Zu erledigende Aufgaben –
**A.** Wandle die Datensätze ab der Zeile mit „Indicate a point per instance of the gray work“ bis zu ihrem Ende in eine Markdown-Tabelle mit den Spalten „Nr.“ und „Zeile“ um, ohne Leerzeilen. Lass die Bilder dabei weg.
**B.** Schreib den Text über den protestantischen Kirchenbau nach seinem letzten Satz weiter.

Textauszug –
○ ○ ○
Das Barock ermöglichte schöpferische Weiterbildung, wie sie der wenig entwickelte protestantische Kirchenbau brauchte. Dem Klassizismus mangelte das Verständnis für dessen Eigenart. Er kannte nicht den gesunden Grundsatz jeder lebensfrischen Epoche, daß die wichtigste Grundlage der Schönheit eines Gebäudes die Erfüllung des mit ihm verbundenen Zweckes sein muß.

Dresden verdankt der protestantische Kirchenbau neben einer Anzahl wertvoller Bautypen sein wichtigstes Werk, ein Werk, das zu den besten der deutschen Baukunst überhaupt gehört. In Dresden muß er auch zuerst die Macht des Feindes empfinden, der dann das ganze 19. Jahrhundert hindurch seine Weiterentwicklung hemmte, des Feindes, der den Stil über den Zweck stellt, das Kennertum über das Künstlertum, die Autorität über die Individualität.
○ ○ ○
Einige Datensätze:
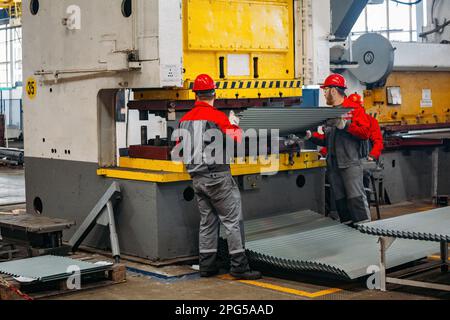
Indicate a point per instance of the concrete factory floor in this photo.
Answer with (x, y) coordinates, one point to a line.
(182, 283)
(271, 287)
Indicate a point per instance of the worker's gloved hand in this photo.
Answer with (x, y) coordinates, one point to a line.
(234, 120)
(341, 123)
(308, 135)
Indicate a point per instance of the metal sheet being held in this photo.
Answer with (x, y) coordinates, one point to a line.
(288, 120)
(49, 268)
(308, 242)
(433, 225)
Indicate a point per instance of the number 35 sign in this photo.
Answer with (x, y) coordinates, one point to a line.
(31, 88)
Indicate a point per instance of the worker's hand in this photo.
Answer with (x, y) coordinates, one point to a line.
(308, 135)
(341, 123)
(234, 120)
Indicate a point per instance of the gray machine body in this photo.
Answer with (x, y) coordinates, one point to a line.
(154, 221)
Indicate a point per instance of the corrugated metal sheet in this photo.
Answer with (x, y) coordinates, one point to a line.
(306, 241)
(288, 120)
(433, 225)
(48, 268)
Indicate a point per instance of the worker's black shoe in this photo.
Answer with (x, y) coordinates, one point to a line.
(247, 275)
(207, 274)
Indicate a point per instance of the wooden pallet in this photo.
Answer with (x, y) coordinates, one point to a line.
(113, 275)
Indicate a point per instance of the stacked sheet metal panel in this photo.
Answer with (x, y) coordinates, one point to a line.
(288, 120)
(308, 242)
(49, 268)
(433, 225)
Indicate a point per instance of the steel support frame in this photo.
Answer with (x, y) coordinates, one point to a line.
(385, 244)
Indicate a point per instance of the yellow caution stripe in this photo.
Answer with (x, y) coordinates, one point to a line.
(255, 84)
(301, 293)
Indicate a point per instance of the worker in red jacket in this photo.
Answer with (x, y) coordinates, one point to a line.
(376, 137)
(344, 139)
(216, 191)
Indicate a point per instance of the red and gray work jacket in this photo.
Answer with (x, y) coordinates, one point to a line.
(207, 130)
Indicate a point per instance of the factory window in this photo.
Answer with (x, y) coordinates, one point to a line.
(396, 20)
(127, 8)
(34, 7)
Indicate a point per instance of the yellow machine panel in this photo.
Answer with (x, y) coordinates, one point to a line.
(411, 98)
(247, 46)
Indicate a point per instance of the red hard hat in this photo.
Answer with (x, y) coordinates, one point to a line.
(204, 83)
(335, 80)
(355, 98)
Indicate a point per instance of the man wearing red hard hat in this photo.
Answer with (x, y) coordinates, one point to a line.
(344, 139)
(216, 191)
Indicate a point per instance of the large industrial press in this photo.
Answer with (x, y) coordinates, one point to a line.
(154, 49)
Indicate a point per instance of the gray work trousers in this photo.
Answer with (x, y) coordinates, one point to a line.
(348, 188)
(219, 200)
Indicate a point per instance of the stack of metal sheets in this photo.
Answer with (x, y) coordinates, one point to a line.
(288, 120)
(308, 242)
(433, 225)
(49, 268)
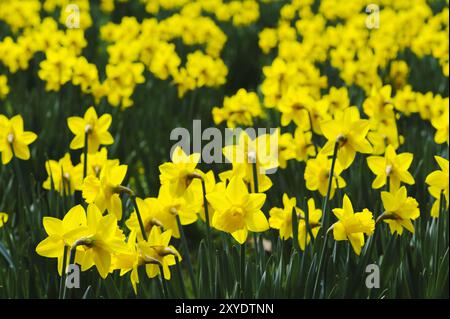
○ ○ ○
Lösungen –
**A.**
| Nr. | Zeile |
|---|---|
| 1 | Indicate a point per instance of the gray work trousers in this photo. |
| 2 | Answer with (x, y) coordinates, one point to a line. |
| 3 | (348, 188) |
| 4 | (219, 200) |
| 5 | Indicate a point per instance of the stack of metal sheets in this photo. |
| 6 | Answer with (x, y) coordinates, one point to a line. |
| 7 | (288, 120) |
| 8 | (308, 242) |
| 9 | (433, 225) |
| 10 | (49, 268) |

**B.**
Die Geschichte des Frauenkirchenbaues, die schließlich doch eine erfreuliche ist, hat ihre ausführ­liche Darstellung gefunden. Eine solche vom Kreuzkirchenbau, die bisher fehlte, soll im folgenden versucht werden. Sie ist leider recht unerfreulich. Unerfreulich ist das Endergebnis, unerfreulich die Kampfesart des Hauptgegners, am unerfreulichsten die Erkenntnis, daß die Kunstanschauung einer Zeit bei aller Ehrlichkeit doch, wenn sie auf ungesunder Grundlage ruht, großen Schaden stiften kann.


Quellen.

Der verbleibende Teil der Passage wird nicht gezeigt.